◆ **挑战**:
提取下面全部条目中的各行，一字不改地照录，答案中不要包含图片。

(已保存的条目)
* * * * * * * * *

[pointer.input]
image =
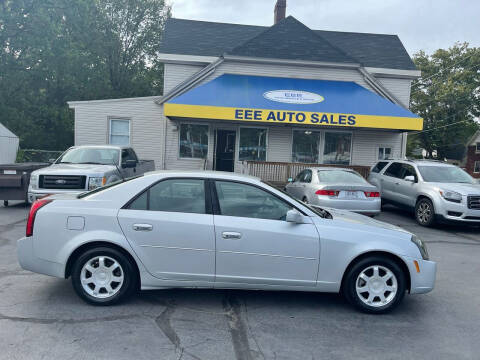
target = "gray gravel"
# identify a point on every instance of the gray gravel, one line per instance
(41, 317)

* * * * * * * * *

◆ **本题答案**:
[pointer.input]
image =
target = "gray gravel"
# identify a point on every instance of the gray gravel, one line per instance
(41, 317)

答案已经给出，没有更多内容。